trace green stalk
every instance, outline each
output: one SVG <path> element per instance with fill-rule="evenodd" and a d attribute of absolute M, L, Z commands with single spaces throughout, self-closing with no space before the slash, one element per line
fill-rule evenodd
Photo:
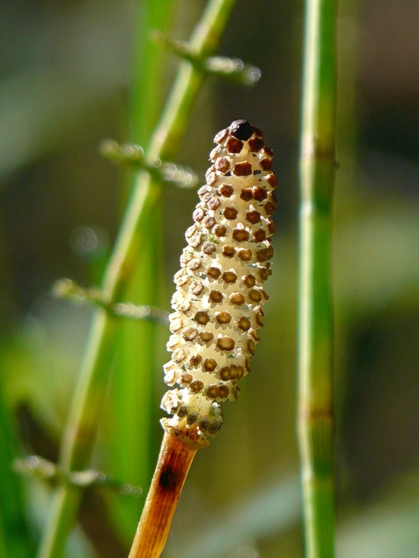
<path fill-rule="evenodd" d="M 299 439 L 306 556 L 335 555 L 333 310 L 336 0 L 306 0 L 299 282 Z"/>
<path fill-rule="evenodd" d="M 129 140 L 145 145 L 159 121 L 164 99 L 156 94 L 164 89 L 163 61 L 166 52 L 152 40 L 151 31 L 166 33 L 173 11 L 174 0 L 144 0 L 138 3 L 136 44 L 133 80 L 128 107 Z M 135 176 L 127 173 L 129 188 L 124 192 L 124 204 Z M 152 306 L 161 305 L 163 259 L 163 196 L 147 228 L 153 235 L 142 247 L 141 260 L 133 271 L 126 300 Z M 154 440 L 156 348 L 158 326 L 145 321 L 125 320 L 119 327 L 118 358 L 110 389 L 108 431 L 109 470 L 131 484 L 147 486 L 149 483 Z M 138 394 L 141 393 L 139 405 Z M 126 428 L 129 425 L 129 428 Z M 141 436 L 138 436 L 141 432 Z M 128 449 L 129 448 L 129 449 Z M 127 453 L 129 451 L 129 458 Z M 127 543 L 138 520 L 138 500 L 110 495 L 112 517 Z"/>
<path fill-rule="evenodd" d="M 215 51 L 233 5 L 234 0 L 212 0 L 208 3 L 191 37 L 191 48 L 203 56 Z M 204 79 L 205 75 L 189 63 L 181 63 L 166 109 L 146 151 L 150 160 L 158 157 L 167 160 L 175 155 Z M 152 234 L 148 227 L 149 216 L 159 206 L 162 190 L 162 185 L 153 182 L 146 172 L 138 174 L 103 282 L 104 297 L 110 303 L 124 299 L 143 247 Z M 89 462 L 114 355 L 117 319 L 105 310 L 98 310 L 63 438 L 60 465 L 64 470 L 83 469 Z M 80 497 L 80 490 L 74 487 L 60 486 L 57 489 L 39 558 L 60 558 L 63 555 Z"/>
·····
OBJECTIVE → Please retype all of the data above character for character, leaving out the pictures.

RESULT OF THE TASK →
trace green stalk
every instance, outline each
output: one SVG <path> element per instance with fill-rule="evenodd" and a d attribute of absolute M, L, Z commands with single spaces throughout, self-closing with no space before the slash, one element per line
fill-rule evenodd
Photo:
<path fill-rule="evenodd" d="M 299 439 L 306 556 L 335 555 L 333 310 L 336 0 L 306 0 L 299 282 Z"/>
<path fill-rule="evenodd" d="M 129 140 L 145 145 L 159 121 L 164 99 L 156 94 L 164 89 L 163 61 L 166 52 L 152 40 L 151 31 L 166 33 L 173 11 L 174 0 L 144 0 L 138 3 L 136 44 L 133 80 L 128 107 Z M 135 176 L 127 173 L 129 188 L 124 192 L 124 204 Z M 152 306 L 161 305 L 163 259 L 163 196 L 147 228 L 153 235 L 142 247 L 141 260 L 133 271 L 126 300 Z M 154 440 L 156 348 L 158 326 L 145 321 L 125 320 L 119 327 L 118 358 L 110 389 L 108 431 L 109 470 L 131 484 L 147 486 L 149 483 Z M 138 394 L 141 393 L 139 405 Z M 126 428 L 129 425 L 129 428 Z M 141 436 L 138 436 L 141 432 Z M 128 449 L 129 448 L 129 449 Z M 127 453 L 129 451 L 129 458 Z M 127 543 L 138 520 L 138 500 L 110 495 L 112 517 Z"/>
<path fill-rule="evenodd" d="M 215 51 L 233 5 L 234 0 L 212 0 L 208 3 L 191 37 L 191 48 L 203 56 Z M 204 79 L 205 75 L 189 63 L 181 63 L 166 109 L 146 151 L 150 160 L 158 157 L 167 160 L 175 155 Z M 152 234 L 148 227 L 149 216 L 159 206 L 162 190 L 162 185 L 153 182 L 146 172 L 138 174 L 103 282 L 104 297 L 110 303 L 124 299 L 143 247 Z M 89 462 L 114 355 L 117 319 L 105 310 L 98 310 L 63 438 L 60 465 L 64 470 L 83 469 Z M 80 497 L 80 490 L 74 487 L 60 486 L 57 489 L 39 558 L 60 558 L 63 555 Z"/>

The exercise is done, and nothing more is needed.